++++ RECORDS FOR THIS EXERCISE ++++
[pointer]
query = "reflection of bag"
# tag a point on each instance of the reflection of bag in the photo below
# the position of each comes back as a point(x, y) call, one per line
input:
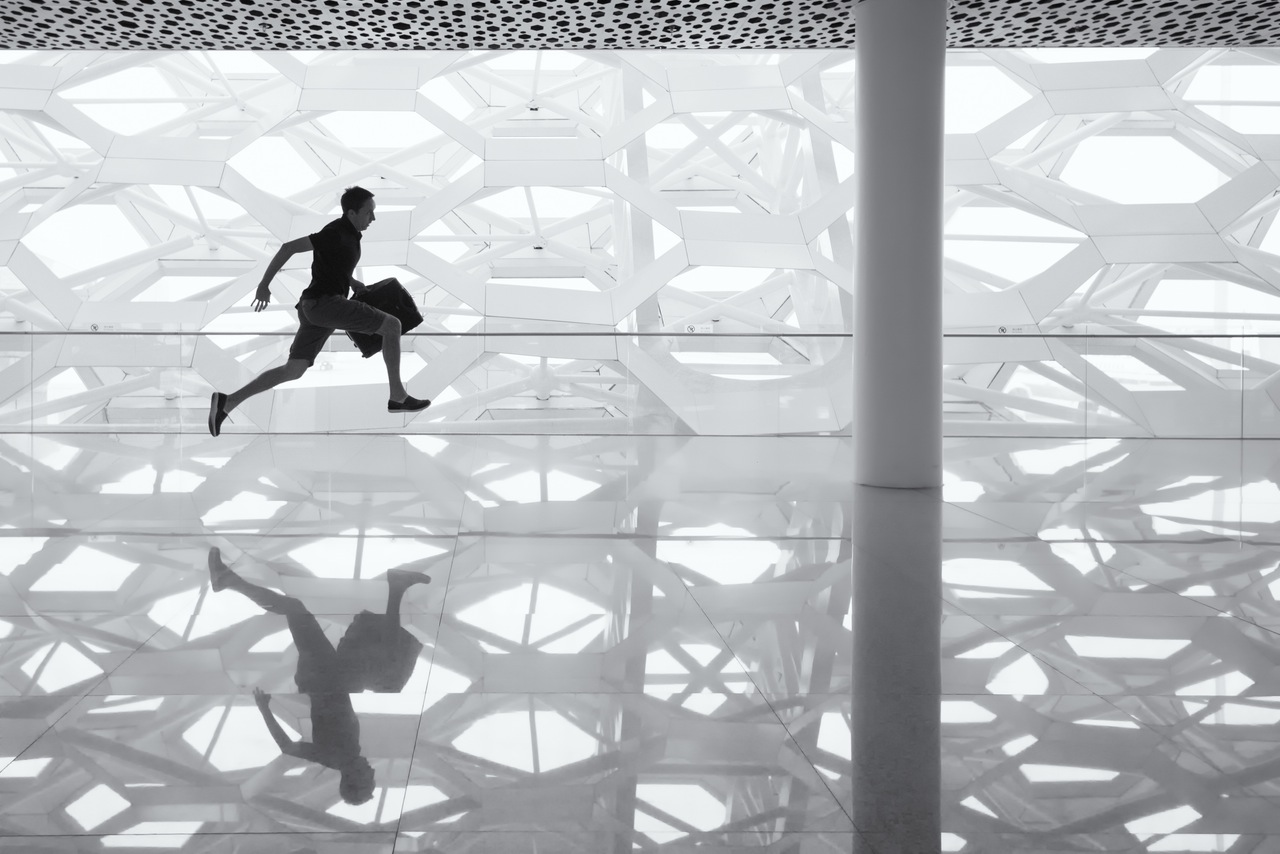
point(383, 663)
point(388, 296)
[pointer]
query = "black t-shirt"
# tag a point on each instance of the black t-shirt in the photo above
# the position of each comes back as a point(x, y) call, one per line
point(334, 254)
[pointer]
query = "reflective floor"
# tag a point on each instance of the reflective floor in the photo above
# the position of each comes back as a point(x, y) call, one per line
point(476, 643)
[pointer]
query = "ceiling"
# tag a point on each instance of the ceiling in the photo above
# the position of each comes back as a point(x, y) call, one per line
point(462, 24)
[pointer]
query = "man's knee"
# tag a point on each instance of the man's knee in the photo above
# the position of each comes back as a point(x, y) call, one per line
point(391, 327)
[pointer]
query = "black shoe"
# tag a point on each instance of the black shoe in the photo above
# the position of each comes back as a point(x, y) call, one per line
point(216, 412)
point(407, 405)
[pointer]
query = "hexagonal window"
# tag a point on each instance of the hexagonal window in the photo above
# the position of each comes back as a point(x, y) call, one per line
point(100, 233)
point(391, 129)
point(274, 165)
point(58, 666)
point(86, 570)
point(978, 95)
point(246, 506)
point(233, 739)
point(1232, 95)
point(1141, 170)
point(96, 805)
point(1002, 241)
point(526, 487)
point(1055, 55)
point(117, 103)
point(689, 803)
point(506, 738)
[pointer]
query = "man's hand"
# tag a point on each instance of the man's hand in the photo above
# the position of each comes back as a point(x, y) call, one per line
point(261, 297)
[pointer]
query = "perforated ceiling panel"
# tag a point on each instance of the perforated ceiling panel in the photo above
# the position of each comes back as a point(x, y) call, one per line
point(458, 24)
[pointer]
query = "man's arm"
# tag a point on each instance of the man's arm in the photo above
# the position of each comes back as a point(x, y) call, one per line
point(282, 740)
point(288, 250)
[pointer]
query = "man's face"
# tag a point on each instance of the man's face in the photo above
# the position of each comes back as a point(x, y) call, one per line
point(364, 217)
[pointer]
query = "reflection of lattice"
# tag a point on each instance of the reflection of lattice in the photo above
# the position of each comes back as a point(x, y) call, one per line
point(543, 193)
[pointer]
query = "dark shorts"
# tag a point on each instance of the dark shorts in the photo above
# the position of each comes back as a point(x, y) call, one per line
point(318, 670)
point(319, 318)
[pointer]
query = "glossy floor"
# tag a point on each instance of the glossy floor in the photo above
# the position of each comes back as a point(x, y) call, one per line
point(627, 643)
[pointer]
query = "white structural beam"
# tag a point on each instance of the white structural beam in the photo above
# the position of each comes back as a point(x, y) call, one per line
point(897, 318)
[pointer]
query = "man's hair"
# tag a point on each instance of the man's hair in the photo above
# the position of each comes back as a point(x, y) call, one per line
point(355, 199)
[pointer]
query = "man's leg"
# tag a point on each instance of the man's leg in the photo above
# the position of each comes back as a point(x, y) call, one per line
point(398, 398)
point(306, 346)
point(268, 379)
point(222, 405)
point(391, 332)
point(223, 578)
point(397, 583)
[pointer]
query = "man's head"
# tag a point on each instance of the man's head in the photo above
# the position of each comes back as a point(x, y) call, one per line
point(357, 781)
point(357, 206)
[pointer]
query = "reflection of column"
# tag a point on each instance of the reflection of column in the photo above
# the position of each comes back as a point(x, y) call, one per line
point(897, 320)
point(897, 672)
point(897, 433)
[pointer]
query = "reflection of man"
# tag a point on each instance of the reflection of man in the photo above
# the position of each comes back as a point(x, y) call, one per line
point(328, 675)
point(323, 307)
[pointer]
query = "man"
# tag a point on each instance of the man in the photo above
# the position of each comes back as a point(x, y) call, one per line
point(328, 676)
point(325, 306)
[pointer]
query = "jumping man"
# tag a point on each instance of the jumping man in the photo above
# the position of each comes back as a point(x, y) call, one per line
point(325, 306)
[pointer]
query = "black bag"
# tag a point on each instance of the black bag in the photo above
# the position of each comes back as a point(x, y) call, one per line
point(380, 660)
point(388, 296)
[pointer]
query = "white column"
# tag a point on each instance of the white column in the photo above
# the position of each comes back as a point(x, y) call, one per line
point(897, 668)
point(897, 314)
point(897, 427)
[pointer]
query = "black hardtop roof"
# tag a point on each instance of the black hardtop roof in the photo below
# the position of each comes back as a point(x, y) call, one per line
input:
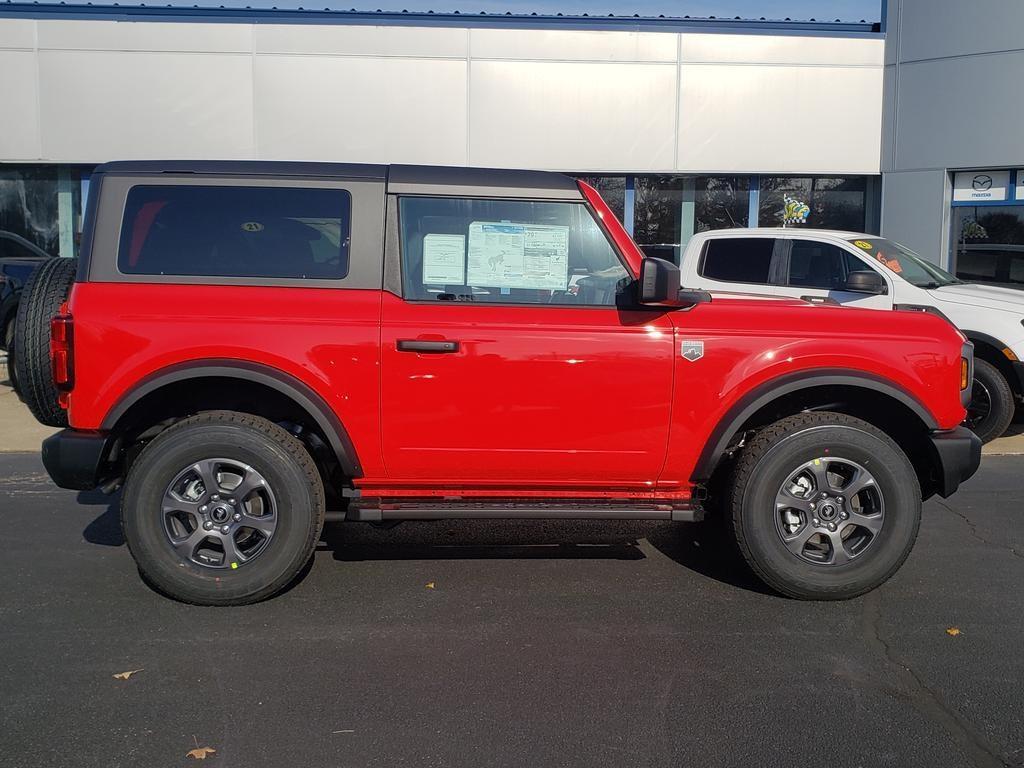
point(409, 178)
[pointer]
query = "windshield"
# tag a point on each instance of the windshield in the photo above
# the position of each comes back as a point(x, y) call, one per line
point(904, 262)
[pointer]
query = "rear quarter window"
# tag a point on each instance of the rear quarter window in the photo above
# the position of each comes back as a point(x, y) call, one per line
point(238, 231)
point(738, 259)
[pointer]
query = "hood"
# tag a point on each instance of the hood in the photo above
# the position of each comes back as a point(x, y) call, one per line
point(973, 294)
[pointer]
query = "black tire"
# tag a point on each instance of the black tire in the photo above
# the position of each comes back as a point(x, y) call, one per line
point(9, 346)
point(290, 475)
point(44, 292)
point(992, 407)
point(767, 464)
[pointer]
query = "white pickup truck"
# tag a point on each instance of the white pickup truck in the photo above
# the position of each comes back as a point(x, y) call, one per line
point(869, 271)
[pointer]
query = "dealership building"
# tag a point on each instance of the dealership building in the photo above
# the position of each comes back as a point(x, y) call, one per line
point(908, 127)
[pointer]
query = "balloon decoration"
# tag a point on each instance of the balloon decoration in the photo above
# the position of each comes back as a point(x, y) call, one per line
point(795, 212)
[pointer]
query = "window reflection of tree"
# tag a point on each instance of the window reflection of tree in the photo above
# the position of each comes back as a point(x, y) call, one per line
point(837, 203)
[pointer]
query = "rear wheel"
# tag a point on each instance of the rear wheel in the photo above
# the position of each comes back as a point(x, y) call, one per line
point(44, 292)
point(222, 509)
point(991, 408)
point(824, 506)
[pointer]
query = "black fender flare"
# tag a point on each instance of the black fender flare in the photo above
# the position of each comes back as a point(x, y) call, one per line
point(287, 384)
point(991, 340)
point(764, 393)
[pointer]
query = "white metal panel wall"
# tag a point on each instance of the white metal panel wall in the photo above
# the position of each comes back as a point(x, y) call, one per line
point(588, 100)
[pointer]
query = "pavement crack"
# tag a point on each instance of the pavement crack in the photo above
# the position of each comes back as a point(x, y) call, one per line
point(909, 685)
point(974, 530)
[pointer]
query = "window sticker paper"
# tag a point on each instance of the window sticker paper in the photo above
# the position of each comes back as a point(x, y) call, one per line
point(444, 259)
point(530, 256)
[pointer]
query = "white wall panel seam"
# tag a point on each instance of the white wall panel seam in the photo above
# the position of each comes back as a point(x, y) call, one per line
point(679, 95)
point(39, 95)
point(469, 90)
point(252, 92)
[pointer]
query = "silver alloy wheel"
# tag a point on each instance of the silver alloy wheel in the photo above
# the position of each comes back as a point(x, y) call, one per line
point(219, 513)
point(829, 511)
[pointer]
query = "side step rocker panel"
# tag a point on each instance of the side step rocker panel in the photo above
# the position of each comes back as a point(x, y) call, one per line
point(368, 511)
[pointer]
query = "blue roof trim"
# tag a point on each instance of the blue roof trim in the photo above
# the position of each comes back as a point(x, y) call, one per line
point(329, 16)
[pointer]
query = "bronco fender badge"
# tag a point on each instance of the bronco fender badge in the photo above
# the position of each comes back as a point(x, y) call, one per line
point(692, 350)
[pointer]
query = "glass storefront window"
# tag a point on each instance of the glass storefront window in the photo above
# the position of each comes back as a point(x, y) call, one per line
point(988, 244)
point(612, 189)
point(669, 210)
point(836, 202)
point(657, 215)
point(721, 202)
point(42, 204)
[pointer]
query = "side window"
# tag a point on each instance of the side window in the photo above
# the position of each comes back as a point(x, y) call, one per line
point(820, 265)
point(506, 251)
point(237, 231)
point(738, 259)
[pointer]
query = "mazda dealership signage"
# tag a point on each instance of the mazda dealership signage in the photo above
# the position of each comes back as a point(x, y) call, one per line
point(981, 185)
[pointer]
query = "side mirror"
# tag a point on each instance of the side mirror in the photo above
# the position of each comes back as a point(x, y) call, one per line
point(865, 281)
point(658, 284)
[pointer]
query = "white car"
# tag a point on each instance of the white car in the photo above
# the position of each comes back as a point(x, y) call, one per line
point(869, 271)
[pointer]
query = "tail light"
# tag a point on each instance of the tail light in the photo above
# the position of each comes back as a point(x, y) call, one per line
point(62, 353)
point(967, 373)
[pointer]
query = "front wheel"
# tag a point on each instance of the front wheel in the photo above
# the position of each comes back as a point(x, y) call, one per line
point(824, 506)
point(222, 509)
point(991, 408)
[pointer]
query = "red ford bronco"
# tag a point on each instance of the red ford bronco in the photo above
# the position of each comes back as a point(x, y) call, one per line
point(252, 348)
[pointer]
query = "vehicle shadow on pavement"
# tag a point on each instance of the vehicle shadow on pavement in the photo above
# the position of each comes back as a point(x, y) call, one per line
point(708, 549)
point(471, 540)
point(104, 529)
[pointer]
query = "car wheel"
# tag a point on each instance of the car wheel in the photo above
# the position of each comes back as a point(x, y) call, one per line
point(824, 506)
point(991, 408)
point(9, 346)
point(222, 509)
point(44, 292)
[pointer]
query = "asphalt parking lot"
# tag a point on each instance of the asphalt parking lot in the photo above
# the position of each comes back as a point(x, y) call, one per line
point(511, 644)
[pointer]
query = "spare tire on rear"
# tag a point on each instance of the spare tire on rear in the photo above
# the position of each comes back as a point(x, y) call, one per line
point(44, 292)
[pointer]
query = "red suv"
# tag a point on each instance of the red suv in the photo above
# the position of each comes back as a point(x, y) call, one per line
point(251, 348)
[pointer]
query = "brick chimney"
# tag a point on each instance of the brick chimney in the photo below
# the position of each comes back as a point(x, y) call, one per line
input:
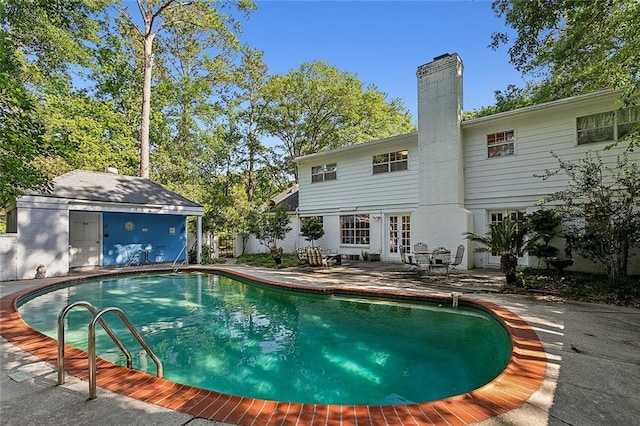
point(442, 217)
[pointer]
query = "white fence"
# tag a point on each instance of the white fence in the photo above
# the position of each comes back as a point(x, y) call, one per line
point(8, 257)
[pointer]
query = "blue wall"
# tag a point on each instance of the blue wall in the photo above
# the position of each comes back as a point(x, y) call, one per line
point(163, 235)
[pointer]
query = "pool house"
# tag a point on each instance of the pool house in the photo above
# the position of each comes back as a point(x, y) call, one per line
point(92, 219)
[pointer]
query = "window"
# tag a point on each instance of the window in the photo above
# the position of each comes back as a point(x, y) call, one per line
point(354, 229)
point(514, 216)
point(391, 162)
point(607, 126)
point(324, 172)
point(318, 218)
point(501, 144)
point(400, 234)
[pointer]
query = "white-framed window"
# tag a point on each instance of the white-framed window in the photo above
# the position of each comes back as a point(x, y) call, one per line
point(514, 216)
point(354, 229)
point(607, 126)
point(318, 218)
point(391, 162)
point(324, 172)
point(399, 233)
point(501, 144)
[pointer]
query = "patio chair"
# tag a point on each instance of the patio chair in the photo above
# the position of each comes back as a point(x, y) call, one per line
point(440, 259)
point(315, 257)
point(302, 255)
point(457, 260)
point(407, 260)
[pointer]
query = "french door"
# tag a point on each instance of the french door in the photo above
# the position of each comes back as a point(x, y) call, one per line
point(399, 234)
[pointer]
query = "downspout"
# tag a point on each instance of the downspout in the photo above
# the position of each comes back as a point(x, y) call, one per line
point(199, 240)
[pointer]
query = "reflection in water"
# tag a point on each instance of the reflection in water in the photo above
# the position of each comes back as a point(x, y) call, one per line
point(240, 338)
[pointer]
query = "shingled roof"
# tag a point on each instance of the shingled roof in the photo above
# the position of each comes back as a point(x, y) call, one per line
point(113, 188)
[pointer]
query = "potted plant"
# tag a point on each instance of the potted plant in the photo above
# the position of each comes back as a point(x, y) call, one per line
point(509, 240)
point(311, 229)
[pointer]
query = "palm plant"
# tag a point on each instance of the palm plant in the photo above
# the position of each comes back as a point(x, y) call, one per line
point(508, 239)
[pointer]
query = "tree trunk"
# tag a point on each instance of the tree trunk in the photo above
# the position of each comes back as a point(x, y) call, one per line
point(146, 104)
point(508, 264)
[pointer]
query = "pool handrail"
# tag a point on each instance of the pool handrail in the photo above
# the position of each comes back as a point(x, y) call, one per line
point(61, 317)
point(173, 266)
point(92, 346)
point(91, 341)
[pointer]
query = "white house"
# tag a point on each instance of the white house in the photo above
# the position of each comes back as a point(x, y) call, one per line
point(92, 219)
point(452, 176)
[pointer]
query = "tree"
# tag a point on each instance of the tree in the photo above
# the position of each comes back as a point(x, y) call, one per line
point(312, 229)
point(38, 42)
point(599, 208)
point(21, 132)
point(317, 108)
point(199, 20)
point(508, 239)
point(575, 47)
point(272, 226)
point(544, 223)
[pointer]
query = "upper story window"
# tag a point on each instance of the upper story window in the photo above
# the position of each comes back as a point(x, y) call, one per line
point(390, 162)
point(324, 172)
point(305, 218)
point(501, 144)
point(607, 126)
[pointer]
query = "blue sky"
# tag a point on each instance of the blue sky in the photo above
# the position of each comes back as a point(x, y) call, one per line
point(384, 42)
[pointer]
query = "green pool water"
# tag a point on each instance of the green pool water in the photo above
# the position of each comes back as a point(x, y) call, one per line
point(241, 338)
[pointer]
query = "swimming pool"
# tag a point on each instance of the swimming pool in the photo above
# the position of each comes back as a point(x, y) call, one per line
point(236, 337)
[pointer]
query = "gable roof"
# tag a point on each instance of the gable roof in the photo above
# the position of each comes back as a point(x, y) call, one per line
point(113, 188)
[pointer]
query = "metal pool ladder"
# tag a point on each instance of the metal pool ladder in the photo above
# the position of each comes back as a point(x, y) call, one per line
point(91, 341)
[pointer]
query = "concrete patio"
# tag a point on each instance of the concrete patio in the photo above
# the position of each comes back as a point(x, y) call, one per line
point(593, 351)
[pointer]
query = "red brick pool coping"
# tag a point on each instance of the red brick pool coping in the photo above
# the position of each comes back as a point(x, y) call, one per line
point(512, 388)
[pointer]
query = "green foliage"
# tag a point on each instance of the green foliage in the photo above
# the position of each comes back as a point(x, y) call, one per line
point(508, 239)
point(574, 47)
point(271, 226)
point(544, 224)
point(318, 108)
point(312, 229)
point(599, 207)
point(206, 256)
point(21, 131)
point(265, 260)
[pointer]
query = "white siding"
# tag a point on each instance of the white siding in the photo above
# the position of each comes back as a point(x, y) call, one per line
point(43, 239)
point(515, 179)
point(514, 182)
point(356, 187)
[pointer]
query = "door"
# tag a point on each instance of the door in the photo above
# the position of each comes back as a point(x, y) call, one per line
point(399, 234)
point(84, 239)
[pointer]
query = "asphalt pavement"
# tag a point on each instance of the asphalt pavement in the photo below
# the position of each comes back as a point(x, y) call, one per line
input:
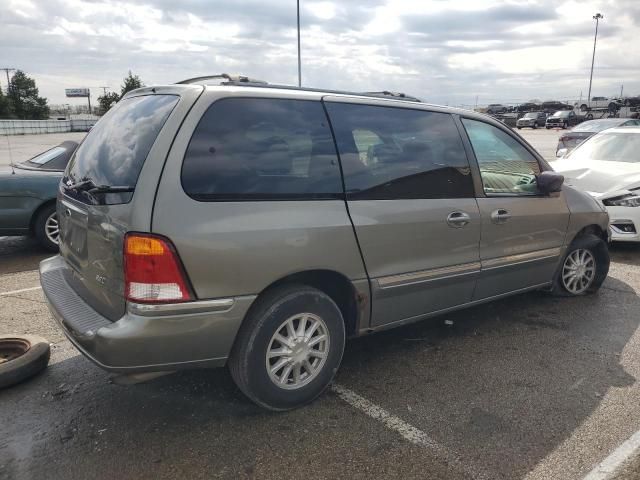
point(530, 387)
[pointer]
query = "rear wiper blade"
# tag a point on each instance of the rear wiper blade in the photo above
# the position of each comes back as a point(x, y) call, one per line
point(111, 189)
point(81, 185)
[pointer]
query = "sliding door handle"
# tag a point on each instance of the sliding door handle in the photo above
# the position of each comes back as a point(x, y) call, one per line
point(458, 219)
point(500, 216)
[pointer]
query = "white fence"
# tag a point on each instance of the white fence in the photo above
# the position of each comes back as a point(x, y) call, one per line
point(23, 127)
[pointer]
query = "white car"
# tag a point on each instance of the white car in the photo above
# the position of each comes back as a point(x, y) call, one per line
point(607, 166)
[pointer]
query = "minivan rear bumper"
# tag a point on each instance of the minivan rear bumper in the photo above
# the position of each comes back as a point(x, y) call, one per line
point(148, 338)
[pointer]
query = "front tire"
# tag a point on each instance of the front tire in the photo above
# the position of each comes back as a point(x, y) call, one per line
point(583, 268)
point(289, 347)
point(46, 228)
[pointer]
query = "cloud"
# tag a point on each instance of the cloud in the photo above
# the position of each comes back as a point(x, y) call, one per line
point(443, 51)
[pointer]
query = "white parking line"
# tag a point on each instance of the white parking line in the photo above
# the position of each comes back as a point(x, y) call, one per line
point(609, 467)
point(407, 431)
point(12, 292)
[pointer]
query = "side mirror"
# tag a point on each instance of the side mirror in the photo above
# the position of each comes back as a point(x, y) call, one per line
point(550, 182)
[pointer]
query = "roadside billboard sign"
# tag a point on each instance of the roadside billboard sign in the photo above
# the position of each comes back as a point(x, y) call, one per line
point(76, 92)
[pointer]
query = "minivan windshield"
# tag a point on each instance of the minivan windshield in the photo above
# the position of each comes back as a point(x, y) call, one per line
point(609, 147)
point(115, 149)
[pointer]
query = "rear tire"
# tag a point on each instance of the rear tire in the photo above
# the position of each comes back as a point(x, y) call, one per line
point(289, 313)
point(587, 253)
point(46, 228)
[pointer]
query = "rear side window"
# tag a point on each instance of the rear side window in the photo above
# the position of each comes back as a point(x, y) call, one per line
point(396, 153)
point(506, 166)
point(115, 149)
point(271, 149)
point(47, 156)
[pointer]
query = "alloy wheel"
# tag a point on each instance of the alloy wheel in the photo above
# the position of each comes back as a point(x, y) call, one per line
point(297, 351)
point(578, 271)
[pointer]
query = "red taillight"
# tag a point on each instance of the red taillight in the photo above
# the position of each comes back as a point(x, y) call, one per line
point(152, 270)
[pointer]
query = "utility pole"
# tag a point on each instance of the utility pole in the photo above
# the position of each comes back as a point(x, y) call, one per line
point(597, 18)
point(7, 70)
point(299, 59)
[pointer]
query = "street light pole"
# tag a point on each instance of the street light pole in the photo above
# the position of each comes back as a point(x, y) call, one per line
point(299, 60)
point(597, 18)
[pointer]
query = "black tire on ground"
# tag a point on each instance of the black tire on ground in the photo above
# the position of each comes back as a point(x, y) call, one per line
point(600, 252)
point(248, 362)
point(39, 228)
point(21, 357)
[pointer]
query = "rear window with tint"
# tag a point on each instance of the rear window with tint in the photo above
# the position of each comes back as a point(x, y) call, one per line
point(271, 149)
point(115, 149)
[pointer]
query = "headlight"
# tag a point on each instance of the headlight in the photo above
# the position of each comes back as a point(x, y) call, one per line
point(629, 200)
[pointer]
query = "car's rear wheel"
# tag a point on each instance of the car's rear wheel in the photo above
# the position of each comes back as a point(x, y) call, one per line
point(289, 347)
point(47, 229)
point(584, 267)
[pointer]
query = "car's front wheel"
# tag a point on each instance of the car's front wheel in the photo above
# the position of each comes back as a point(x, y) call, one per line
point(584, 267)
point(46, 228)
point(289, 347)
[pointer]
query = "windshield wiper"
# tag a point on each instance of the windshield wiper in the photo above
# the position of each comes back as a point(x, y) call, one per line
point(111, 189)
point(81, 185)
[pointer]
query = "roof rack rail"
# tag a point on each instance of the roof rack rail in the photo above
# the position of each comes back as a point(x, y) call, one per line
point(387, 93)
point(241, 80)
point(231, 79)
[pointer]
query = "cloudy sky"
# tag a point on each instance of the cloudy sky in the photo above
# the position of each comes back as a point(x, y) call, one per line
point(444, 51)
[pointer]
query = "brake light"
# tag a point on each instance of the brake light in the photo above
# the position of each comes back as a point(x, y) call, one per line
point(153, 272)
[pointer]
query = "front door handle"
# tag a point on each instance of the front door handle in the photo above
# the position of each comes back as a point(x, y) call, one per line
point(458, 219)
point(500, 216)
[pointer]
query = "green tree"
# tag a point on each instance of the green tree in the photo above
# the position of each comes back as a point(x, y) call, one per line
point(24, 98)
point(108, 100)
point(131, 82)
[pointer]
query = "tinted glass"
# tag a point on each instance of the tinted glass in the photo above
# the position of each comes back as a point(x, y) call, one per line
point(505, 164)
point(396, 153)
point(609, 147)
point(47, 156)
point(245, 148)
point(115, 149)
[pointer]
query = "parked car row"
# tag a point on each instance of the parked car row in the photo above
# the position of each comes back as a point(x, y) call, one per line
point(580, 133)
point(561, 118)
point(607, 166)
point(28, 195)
++++
THE REQUEST -
Convert the material, starting at its beginning and ending with the line containing "point(506, 738)", into a two-column CSV with the headers "prompt" and "response". Give one row per request, with its text and its answer each in a single quoted field, line breaks replaced by spaces and pictures omitted.

REPLY -
prompt,response
"[pointer] query = ""reflection of bag"" # tag a point on each instance of the reflection of bag in the photo below # the position of each comes back as a point(x, y) call, one per line input:","point(383, 663) point(388, 296)"
"[pointer] query = ""black t-shirt"" # tag a point on each instance of the black t-shirt in the photo above # the position of each comes back as a point(x, y) call, one per line","point(334, 254)"
"[pointer] query = ""reflective floor"" # tag a point on each instance of the reflective floor in the photo above # the position of each comes back as a point(x, y) call, one per line","point(476, 643)"
"[pointer] query = ""ceiling"" # tag a point on each instance of the ceiling in the photo above # the position of each comes back as a point(x, y) call, one per line","point(462, 24)"
"[pointer] query = ""man's knee"" # tag a point on each instance of the man's knee in the photo above # the position of each comes back as a point(x, y) call, one per line","point(391, 327)"
"[pointer] query = ""black shoe"" # tag a point on each instance of the black shoe in the photo above # the position of each comes back as a point(x, y) call, one per line","point(216, 412) point(407, 405)"
"[pointer] query = ""hexagonal window"" # tag a point on each instance of the hexagonal window in the photo above # the position of each comes back as a point(x, y) call, one per line","point(100, 233) point(391, 129) point(274, 165) point(58, 666) point(86, 570) point(978, 95) point(246, 506) point(233, 739) point(1232, 95) point(1141, 170) point(96, 805) point(1002, 241) point(526, 487) point(1055, 55) point(117, 103) point(689, 803) point(506, 738)"